### WHAT YOU SHOULD DO
Beneath this task is a listing; retype all of it exactly.

### RECORDS FOR THE EXERCISE
* * *
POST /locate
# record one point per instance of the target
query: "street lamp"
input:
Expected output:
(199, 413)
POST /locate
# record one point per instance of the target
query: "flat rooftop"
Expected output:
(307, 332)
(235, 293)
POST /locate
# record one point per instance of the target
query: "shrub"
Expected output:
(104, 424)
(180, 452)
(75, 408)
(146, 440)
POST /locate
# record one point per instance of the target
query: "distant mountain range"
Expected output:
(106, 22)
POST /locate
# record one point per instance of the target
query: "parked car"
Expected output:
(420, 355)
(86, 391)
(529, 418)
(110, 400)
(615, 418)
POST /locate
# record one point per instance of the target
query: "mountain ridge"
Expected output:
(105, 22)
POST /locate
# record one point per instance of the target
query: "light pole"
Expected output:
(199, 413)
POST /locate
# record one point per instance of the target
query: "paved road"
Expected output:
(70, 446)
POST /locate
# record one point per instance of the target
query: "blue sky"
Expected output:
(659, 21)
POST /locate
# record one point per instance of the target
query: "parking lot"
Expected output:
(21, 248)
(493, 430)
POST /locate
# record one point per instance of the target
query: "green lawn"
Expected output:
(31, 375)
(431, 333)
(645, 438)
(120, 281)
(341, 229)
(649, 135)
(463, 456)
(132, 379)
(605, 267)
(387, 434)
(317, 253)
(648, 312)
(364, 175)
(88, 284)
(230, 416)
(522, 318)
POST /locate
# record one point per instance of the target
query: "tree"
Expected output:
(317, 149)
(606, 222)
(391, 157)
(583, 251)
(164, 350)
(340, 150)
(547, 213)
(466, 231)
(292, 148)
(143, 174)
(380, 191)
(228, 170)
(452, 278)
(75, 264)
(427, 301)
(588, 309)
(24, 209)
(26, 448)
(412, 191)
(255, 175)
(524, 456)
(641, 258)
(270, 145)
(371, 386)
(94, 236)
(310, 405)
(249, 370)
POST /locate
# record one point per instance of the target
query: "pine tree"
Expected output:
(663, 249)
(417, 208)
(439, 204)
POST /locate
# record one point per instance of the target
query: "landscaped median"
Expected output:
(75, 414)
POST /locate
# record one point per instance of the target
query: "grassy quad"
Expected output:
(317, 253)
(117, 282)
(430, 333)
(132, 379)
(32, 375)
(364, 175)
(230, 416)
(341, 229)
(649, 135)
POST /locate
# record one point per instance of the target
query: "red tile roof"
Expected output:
* * *
### EXERCISE RESPONSE
POST /locate
# record one point per instance of the target
query: "street lamp"
input:
Expected output:
(199, 413)
POST /locate
# record one point per instance of the target
query: "flat rooftop"
Expected output:
(307, 332)
(235, 293)
POST /locate
# record one point per instance of the target
query: "shrub"
Expected output:
(104, 424)
(180, 452)
(75, 408)
(146, 440)
POST /locate
# record one point per instance of the target
query: "distant mountain range"
Expected output:
(106, 22)
POST /locate
# record one point per instance of the target
query: "parked car"
Expected output:
(420, 355)
(86, 391)
(529, 418)
(110, 400)
(615, 418)
POST /locate
# record one point per instance of the target
query: "mountain ridge"
Expected output:
(105, 22)
POST /locate
# record one point per instance of the target
query: "light pole"
Expected output:
(199, 413)
POST /locate
# record one point per instance of the target
query: "paved road"
Expected output:
(70, 446)
POST /locate
# record one point per instance of the target
query: "blue sky"
Expected output:
(659, 21)
POST /locate
# record one point per instance of the target
query: "parking lot"
Expected output:
(21, 248)
(493, 430)
POST /locate
# record one point per instance of the target
query: "green lawn"
Expected output:
(31, 375)
(431, 333)
(645, 438)
(120, 281)
(341, 229)
(649, 135)
(463, 456)
(132, 379)
(605, 267)
(387, 434)
(317, 253)
(648, 312)
(364, 175)
(88, 284)
(230, 416)
(522, 318)
POST /locate
# record one point per instance of the target
query: "tree"
Expected output:
(317, 149)
(606, 222)
(391, 157)
(583, 251)
(164, 350)
(340, 150)
(547, 213)
(466, 231)
(292, 148)
(143, 174)
(380, 191)
(228, 170)
(452, 278)
(75, 264)
(427, 301)
(588, 309)
(24, 209)
(26, 448)
(412, 191)
(255, 175)
(524, 456)
(641, 258)
(270, 145)
(371, 386)
(94, 236)
(310, 405)
(249, 370)
POST /locate
# record one point per instance of the target
query: "pine tree"
Expected output:
(663, 249)
(417, 208)
(439, 204)
POST /locate
# record one point per instance of the target
query: "landscaped median"
Expected output:
(75, 414)
POST /locate
# record one point per instance of the target
query: "grassy quad"
Expected output:
(317, 253)
(117, 282)
(430, 333)
(132, 379)
(32, 375)
(364, 175)
(230, 416)
(341, 229)
(649, 135)
POST /locate
# record one point per instance of the target
query: "red tile roof"
Expected output:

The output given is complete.